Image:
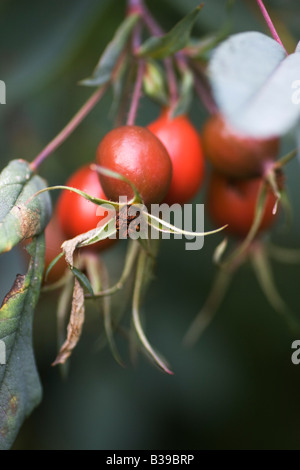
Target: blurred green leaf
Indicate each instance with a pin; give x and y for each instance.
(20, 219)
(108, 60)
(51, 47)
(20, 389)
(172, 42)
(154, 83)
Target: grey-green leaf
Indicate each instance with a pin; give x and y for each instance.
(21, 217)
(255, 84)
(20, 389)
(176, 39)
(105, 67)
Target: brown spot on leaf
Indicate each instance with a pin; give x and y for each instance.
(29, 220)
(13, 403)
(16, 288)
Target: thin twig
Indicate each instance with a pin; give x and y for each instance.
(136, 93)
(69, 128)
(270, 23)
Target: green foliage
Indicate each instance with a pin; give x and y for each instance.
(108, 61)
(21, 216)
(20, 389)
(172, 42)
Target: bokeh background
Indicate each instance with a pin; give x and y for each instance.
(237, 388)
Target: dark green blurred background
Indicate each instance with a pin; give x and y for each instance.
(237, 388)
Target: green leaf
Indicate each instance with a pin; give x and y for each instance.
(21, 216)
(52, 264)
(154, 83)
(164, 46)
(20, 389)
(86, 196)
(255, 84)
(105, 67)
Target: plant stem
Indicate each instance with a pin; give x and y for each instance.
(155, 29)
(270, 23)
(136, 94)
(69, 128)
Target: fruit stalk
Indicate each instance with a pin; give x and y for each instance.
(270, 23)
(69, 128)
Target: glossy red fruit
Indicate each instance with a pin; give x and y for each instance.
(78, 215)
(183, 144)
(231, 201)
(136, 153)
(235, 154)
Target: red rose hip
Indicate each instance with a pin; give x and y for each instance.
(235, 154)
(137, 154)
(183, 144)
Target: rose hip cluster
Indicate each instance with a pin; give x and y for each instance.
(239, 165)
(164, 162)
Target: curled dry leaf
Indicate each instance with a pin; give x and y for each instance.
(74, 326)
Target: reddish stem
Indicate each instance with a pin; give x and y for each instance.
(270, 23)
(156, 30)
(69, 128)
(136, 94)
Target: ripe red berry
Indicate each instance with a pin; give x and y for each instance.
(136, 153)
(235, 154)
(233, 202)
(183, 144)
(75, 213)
####
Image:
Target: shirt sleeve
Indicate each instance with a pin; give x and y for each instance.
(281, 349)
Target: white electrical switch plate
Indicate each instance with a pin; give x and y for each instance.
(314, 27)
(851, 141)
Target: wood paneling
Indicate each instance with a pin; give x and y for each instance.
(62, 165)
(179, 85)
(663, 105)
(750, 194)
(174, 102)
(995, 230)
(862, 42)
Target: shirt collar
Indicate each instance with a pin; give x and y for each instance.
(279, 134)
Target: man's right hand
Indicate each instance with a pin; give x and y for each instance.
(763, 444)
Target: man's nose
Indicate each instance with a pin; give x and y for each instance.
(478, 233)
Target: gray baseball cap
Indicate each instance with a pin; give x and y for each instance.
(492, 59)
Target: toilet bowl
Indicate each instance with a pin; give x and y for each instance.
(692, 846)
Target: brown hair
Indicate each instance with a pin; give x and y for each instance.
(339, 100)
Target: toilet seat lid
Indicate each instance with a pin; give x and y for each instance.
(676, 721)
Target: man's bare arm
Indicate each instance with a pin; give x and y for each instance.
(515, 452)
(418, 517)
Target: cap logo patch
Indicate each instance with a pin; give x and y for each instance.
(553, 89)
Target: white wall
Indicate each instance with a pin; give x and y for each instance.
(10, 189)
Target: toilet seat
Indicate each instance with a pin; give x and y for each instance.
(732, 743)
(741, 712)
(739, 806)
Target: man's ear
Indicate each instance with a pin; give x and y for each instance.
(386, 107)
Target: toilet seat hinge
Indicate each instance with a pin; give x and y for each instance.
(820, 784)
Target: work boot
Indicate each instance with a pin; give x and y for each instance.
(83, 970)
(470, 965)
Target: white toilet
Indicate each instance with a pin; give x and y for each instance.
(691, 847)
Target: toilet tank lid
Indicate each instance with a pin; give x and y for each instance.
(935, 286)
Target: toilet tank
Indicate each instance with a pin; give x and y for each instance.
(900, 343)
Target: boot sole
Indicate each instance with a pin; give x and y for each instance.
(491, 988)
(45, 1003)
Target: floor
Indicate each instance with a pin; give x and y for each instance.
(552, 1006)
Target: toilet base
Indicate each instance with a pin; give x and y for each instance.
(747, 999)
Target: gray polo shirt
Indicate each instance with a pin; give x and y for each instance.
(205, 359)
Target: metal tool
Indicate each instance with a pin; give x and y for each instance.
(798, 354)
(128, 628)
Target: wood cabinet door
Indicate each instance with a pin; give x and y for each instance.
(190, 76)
####
#### [YOUR GOAL]
Search the data above for the word "leaf" and report how many lines contain it, with nothing further.

#### [EXERCISE RESULT]
5